■ **TASK INSTRUCTIONS**: Please copy the records below word for word, and leave the pictures out of your answer.

■ **MATERIAL SHOWN**:
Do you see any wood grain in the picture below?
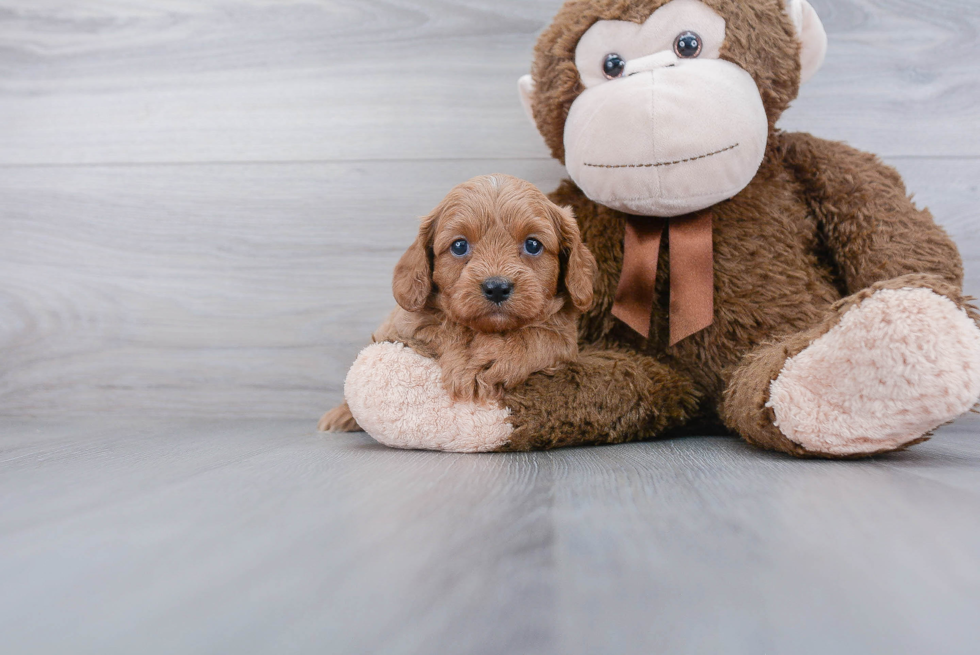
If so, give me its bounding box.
[0,417,980,655]
[0,159,980,417]
[0,0,980,417]
[0,0,980,165]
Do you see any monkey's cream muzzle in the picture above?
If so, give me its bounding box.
[565,59,769,217]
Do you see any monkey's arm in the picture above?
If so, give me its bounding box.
[780,133,963,294]
[345,343,698,452]
[503,349,698,450]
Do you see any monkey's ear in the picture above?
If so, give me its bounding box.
[391,212,437,312]
[517,75,538,129]
[786,0,827,84]
[552,205,599,312]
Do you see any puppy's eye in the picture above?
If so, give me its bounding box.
[449,239,470,257]
[602,52,626,80]
[524,238,544,256]
[674,32,701,59]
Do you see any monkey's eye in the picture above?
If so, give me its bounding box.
[524,237,544,257]
[449,239,470,257]
[602,52,626,80]
[674,32,701,59]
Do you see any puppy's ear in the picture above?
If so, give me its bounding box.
[552,205,599,312]
[391,212,438,312]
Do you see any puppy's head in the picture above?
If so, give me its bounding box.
[392,175,596,332]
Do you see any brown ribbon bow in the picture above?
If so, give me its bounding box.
[612,211,715,346]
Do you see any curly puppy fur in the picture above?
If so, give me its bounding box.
[494,0,969,457]
[320,175,596,431]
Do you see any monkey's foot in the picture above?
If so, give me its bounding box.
[768,288,980,456]
[344,343,514,453]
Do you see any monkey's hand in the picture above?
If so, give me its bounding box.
[344,342,513,452]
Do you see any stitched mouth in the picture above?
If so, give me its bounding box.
[583,143,740,168]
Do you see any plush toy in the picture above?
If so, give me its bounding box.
[345,0,980,457]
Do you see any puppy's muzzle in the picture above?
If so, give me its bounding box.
[480,277,514,305]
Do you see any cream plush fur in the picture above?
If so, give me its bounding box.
[769,289,980,455]
[344,343,513,453]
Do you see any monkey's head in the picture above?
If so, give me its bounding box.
[519,0,827,217]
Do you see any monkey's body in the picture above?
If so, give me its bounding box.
[338,0,980,457]
[508,134,966,456]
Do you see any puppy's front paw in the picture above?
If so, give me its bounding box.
[344,343,514,452]
[316,402,361,432]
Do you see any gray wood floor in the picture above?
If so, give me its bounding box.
[0,418,980,655]
[0,0,980,655]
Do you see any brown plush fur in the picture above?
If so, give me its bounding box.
[505,0,966,456]
[320,175,596,431]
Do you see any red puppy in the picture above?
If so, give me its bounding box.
[319,175,596,432]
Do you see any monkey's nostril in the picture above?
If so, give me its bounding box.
[480,277,514,305]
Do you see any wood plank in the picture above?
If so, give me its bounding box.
[0,418,980,655]
[0,0,980,165]
[0,161,562,416]
[0,159,980,417]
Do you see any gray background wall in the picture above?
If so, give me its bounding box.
[0,0,980,419]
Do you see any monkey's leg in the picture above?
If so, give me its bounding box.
[345,343,697,452]
[720,275,980,458]
[501,349,698,450]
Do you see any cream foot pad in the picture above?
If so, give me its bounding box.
[768,289,980,455]
[344,343,513,453]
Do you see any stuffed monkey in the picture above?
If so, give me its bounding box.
[346,0,980,458]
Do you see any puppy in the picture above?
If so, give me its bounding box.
[319,175,596,432]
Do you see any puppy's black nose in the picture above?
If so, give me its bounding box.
[481,277,514,305]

■ **THE SOLUTION**:
Do you see any wood grain in the picture below?
If so, give me its bounding box.
[0,417,980,655]
[0,159,980,417]
[0,0,980,417]
[0,0,980,165]
Do you see any monkey's cream muzzle in the picture above?
If so, give me its bounding box.
[565,59,769,217]
Do you see any monkey's arm in the picture above?
If so, give me its bounding box.
[780,133,963,294]
[345,343,698,452]
[503,349,698,450]
Do you see any monkey's ear in the picture above?
If so, give me its bounding box.
[391,212,437,312]
[517,75,538,129]
[786,0,827,84]
[552,205,599,312]
Do you see any puppy's eye in the picture above?
If so, give me its bounding box.
[449,239,470,257]
[602,52,626,80]
[524,238,544,256]
[674,32,701,59]
Do you see any monkey's eye in the picture above?
If so, give me its bounding box.
[524,237,544,257]
[449,239,470,257]
[602,52,626,80]
[674,32,701,59]
Do you see any puppy's ear in the picture above?
If so, give me its bounding box.
[552,205,599,312]
[391,212,438,312]
Do you see any puppy's head in the picture above?
If so, give me its bounding box.
[392,175,596,332]
Do you see any brown ribbon bow in the picture above?
If so, give me its bounding box.
[612,211,715,346]
Do you see any curly puppy fur in the picture above?
If so, give me its bounding box.
[494,0,969,457]
[320,175,596,431]
Do you see any monkey's foot in the picture above?
If so, give me its bounding box.
[768,288,980,456]
[344,343,514,453]
Do you see any monkey's hand in the picture above?
If so, give me its bounding box.
[344,342,513,452]
Do you see any stitched mouth in the picture above?
If so, give me its bounding box.
[583,143,740,168]
Do you see any plush toy in the picture above?
If so, give me its bounding box.
[345,0,980,457]
Do you see any puppy's muzzle in the picture above?
If so, give me its bounding box.
[480,277,514,305]
Do you see any cream plush fur in the picture above?
If so, give me its bounding box.
[769,289,980,455]
[344,343,513,453]
Do you see any monkey's head in the picture above?
If so, give me its bounding box.
[519,0,827,217]
Do you see any monkey's body in the picture above?
If so, give me its bounding box.
[338,0,980,457]
[508,134,966,456]
Do you see any puppy's front paw in the picture above?
If so, give me its bounding box.
[344,343,514,452]
[316,402,361,432]
Do you see any gray wood floor in the picture above?
If so, give me its bounding box.
[0,418,980,655]
[0,0,980,655]
Do you see any brown plush fur in the picture above?
If so, give me its bounding box.
[505,0,966,456]
[320,175,596,431]
Do you see any red puppy in the picture above?
If so, give me its bounding box.
[319,175,596,432]
Do you see any monkey's nostril in the picture above?
If so, give me its bounding box.
[480,277,514,305]
Do you see any wood plank in the picture above?
If so, give me its bounding box.
[0,418,980,655]
[0,0,980,165]
[0,161,562,416]
[0,159,980,417]
Do you see any gray background wall in the picture above?
If so, give me its bounding box.
[0,0,980,419]
Do you see any monkey's leg in the picture above?
If so, give me its bounding box.
[345,343,697,452]
[720,275,980,458]
[501,349,698,450]
Do you see any cream foot pad in the picture above?
If so, give me its bounding box.
[768,289,980,455]
[344,343,513,453]
Do you see any stuffed monkey in the picture above?
If so, give me its bounding box.
[346,0,980,458]
Do you see any puppy in the picture above?
If so, give me its bounding box.
[319,175,596,432]
Do you see any puppy's black nose in the picture above?
If so, give me its bounding box.
[481,277,514,305]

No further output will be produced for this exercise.